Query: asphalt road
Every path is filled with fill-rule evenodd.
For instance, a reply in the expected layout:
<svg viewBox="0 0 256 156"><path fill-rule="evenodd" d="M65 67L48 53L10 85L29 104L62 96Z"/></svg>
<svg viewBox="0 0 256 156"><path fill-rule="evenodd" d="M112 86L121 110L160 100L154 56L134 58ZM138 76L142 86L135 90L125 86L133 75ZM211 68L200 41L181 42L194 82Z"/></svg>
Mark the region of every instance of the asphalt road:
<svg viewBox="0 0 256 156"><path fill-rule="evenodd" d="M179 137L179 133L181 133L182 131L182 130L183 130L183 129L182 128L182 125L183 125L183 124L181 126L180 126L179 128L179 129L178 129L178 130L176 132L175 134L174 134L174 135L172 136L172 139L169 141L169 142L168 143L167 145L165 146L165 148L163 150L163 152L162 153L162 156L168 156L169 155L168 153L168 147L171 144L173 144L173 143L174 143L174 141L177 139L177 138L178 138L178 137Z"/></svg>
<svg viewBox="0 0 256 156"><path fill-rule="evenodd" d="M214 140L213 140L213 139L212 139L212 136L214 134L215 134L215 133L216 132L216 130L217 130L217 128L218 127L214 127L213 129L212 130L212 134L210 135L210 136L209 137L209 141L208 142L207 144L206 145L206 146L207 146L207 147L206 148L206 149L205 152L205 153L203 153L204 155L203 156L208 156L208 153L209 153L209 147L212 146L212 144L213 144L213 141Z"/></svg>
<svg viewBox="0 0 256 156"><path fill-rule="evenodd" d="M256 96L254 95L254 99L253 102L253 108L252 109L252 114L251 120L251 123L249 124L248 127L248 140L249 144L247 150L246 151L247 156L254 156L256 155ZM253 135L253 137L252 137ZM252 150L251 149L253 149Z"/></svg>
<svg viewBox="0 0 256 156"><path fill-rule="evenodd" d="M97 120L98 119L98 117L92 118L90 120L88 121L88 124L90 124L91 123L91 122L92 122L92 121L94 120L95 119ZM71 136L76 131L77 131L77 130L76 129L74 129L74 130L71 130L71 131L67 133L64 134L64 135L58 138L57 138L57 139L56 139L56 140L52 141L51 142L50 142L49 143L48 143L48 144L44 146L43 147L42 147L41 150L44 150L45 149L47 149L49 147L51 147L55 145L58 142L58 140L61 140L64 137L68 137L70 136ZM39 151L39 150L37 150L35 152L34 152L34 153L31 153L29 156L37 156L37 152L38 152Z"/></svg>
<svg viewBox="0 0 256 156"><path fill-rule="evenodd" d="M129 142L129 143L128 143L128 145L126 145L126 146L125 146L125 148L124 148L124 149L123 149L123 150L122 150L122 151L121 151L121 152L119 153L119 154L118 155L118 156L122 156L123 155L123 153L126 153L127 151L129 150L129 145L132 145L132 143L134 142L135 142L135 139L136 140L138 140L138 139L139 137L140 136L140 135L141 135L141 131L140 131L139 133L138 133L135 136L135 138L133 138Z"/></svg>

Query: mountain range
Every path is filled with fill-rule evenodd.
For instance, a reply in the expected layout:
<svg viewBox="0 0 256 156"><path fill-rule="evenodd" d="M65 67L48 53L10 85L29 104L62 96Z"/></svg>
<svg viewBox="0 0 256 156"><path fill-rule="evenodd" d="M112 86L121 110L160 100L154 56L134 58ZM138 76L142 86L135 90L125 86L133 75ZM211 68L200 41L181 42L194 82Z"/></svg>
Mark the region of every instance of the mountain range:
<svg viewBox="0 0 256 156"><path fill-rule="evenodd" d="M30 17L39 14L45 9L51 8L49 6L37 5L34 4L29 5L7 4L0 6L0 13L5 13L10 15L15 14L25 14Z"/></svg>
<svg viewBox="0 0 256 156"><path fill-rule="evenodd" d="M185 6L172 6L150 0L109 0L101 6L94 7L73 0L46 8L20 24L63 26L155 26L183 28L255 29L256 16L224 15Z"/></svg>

##########

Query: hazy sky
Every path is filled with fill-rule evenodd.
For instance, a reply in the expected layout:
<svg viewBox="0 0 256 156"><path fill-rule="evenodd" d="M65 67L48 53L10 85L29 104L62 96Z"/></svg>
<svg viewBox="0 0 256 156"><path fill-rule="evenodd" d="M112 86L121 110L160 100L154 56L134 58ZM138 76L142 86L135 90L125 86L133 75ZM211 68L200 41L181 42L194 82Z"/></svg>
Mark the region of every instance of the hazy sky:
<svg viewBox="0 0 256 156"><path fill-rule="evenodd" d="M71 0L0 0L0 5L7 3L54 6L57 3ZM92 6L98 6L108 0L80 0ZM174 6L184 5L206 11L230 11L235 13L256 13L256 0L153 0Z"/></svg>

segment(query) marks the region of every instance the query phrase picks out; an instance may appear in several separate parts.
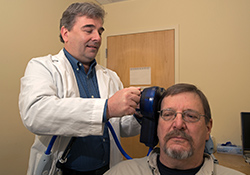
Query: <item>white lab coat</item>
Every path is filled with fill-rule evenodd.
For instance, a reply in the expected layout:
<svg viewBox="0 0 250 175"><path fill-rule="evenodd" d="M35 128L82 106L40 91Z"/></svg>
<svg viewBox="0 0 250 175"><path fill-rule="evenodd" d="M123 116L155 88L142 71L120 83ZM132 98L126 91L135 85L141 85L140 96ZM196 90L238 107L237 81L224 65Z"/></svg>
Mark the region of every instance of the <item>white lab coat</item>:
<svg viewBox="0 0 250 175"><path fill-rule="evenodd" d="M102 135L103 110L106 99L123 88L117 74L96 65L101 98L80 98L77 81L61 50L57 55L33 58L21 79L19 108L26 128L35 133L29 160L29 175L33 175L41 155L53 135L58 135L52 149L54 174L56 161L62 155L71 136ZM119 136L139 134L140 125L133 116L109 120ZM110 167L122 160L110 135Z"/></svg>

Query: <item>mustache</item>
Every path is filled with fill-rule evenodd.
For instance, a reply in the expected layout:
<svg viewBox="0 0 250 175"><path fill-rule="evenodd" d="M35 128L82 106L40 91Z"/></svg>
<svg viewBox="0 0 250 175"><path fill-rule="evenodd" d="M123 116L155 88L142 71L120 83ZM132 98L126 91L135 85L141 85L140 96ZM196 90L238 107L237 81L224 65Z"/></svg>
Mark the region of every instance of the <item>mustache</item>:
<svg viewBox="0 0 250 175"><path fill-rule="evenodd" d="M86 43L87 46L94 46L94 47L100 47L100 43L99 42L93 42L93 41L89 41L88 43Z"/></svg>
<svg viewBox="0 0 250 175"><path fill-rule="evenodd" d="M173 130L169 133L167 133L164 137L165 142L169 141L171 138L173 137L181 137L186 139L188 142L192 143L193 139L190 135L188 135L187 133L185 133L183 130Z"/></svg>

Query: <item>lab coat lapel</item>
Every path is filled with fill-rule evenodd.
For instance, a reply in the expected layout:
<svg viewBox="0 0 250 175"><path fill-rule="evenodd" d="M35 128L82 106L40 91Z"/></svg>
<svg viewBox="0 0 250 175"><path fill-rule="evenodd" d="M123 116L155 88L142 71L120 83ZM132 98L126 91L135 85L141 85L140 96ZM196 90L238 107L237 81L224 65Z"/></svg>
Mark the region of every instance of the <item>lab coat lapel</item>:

##########

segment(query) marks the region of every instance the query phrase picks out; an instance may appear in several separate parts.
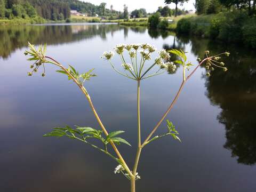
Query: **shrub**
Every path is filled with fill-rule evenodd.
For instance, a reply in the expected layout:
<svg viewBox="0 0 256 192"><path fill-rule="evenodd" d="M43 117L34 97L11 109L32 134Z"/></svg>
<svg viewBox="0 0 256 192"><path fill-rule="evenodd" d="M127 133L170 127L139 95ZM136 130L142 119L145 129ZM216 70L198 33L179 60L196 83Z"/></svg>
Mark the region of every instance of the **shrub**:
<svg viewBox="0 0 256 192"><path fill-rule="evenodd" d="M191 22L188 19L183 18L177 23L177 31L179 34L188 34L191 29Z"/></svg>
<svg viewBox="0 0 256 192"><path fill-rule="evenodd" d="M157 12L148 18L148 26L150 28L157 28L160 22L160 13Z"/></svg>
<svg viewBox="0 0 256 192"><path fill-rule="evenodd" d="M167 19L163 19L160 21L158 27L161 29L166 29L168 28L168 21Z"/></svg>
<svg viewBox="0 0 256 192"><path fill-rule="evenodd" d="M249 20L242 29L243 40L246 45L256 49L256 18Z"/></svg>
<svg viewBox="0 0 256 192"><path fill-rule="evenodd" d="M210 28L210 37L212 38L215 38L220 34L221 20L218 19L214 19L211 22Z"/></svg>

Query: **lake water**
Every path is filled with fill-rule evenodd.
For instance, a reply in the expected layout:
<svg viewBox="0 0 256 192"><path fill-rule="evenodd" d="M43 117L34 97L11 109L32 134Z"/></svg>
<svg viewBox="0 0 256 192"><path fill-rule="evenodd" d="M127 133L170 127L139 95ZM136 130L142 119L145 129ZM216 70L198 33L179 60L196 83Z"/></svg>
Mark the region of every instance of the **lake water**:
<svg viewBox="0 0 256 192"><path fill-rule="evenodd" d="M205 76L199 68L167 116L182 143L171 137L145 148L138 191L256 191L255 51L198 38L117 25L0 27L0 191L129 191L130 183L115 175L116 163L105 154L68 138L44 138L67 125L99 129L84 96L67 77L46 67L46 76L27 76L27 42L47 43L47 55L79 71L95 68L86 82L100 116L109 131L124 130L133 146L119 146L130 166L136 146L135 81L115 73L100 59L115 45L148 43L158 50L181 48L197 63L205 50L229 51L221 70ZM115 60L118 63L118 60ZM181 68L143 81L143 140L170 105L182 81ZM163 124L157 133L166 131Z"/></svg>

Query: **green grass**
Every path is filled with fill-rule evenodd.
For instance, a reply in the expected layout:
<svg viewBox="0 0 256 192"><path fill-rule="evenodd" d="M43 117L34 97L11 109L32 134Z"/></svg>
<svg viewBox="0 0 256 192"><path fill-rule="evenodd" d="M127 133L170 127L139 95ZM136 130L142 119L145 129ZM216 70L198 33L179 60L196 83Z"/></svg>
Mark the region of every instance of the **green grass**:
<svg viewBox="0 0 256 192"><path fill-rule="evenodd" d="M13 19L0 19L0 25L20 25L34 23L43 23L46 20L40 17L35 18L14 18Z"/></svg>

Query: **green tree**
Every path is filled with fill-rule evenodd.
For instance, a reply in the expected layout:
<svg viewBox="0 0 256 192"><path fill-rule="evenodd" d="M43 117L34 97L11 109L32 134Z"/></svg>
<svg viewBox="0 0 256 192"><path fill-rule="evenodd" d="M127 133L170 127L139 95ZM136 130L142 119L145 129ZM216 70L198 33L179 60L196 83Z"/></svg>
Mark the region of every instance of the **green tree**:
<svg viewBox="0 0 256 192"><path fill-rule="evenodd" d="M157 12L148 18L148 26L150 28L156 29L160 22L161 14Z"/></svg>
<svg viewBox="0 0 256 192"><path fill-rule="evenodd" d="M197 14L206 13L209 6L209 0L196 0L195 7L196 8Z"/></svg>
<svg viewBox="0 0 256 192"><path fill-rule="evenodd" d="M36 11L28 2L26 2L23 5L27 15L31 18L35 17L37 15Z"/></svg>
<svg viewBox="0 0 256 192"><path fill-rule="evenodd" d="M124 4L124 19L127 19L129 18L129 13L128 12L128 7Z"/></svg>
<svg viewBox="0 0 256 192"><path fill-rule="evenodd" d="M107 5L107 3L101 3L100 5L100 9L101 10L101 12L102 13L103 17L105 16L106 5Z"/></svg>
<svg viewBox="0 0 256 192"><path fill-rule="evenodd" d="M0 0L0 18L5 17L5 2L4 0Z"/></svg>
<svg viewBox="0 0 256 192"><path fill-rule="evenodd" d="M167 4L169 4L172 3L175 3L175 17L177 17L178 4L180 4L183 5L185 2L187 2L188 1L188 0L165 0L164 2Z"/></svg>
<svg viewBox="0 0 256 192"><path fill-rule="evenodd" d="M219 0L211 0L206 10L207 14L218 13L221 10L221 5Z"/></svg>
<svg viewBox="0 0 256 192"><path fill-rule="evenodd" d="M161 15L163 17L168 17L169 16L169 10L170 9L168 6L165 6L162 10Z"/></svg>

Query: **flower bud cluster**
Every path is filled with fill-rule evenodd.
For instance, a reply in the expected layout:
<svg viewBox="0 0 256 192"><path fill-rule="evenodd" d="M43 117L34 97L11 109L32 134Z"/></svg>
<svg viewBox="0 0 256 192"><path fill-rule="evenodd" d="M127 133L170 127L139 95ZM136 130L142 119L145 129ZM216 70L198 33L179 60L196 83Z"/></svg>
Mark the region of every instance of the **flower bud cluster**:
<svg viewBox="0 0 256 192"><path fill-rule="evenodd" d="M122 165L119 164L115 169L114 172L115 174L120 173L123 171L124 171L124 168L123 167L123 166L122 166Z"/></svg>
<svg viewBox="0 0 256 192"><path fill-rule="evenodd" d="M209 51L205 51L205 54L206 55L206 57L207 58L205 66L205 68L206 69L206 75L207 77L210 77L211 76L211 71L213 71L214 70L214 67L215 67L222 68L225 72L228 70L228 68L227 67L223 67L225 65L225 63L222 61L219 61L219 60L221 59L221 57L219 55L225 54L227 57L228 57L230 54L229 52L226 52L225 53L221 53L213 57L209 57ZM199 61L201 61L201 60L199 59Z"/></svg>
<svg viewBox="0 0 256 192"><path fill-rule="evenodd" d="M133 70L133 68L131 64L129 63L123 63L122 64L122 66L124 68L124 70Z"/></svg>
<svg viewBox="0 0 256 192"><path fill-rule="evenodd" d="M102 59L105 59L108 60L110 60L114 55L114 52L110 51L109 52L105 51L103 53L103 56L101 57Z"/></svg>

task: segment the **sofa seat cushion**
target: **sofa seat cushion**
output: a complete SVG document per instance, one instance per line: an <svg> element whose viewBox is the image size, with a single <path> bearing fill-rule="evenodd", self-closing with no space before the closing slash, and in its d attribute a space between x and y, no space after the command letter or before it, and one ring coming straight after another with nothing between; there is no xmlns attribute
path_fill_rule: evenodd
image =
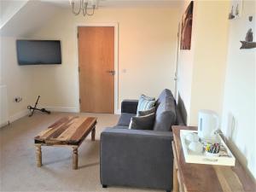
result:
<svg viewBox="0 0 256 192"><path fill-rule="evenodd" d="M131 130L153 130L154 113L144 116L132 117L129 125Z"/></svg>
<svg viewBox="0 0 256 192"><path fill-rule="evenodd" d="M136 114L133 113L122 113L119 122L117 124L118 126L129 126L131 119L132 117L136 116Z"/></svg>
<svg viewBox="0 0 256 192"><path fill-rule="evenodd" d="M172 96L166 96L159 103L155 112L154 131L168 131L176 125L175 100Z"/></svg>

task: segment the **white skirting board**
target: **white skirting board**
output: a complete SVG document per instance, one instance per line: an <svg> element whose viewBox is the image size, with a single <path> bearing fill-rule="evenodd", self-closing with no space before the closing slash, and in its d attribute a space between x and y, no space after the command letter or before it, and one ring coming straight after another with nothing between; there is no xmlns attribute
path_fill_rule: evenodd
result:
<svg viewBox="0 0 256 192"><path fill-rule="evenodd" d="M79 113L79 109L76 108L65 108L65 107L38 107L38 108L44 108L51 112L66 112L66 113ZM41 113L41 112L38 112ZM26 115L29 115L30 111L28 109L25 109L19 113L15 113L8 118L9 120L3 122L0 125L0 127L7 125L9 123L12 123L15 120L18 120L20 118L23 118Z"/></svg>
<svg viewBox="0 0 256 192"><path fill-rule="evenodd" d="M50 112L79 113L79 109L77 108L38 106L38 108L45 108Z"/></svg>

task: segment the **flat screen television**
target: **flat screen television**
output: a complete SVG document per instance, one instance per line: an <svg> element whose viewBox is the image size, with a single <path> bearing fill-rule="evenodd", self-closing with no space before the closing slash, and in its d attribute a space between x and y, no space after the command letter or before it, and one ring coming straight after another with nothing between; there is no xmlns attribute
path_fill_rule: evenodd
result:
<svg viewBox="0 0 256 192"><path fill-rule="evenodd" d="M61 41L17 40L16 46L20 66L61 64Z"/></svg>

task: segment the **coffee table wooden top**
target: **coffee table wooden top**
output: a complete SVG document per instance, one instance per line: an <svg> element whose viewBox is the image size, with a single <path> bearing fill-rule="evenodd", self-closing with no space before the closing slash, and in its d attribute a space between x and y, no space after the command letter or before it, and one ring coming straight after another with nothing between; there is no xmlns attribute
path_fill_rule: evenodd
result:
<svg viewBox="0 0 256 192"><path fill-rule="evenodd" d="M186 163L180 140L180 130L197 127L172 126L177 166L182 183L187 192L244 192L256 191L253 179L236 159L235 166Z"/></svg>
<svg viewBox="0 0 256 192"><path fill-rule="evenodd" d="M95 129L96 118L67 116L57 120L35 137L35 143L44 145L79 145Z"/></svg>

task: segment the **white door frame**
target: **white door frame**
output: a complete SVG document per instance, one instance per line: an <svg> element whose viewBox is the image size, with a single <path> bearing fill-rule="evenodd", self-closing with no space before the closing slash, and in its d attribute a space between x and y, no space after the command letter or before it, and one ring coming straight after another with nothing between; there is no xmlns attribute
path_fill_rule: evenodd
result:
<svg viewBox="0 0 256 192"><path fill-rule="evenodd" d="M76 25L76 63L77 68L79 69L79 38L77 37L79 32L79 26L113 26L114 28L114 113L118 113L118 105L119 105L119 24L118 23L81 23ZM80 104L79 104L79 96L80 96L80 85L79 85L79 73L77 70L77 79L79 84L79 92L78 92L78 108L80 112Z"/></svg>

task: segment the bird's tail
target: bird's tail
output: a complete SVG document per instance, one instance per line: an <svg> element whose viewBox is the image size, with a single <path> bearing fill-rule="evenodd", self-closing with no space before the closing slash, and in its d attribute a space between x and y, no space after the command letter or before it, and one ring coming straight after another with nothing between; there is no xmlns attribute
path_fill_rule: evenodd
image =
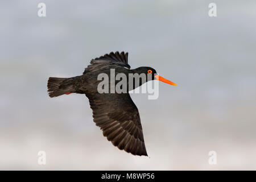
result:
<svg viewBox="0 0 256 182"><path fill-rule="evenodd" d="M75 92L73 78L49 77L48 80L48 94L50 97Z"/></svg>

##########

WHAT YOU NEED TO DO
From the listing above, pick out each line that contains the string "target".

RESPONSE TO THE EXERCISE
target: **sofa seat cushion**
target: **white skirting board**
target: **flat screen television**
target: **coffee table wooden top**
target: **white door frame**
target: bird's tail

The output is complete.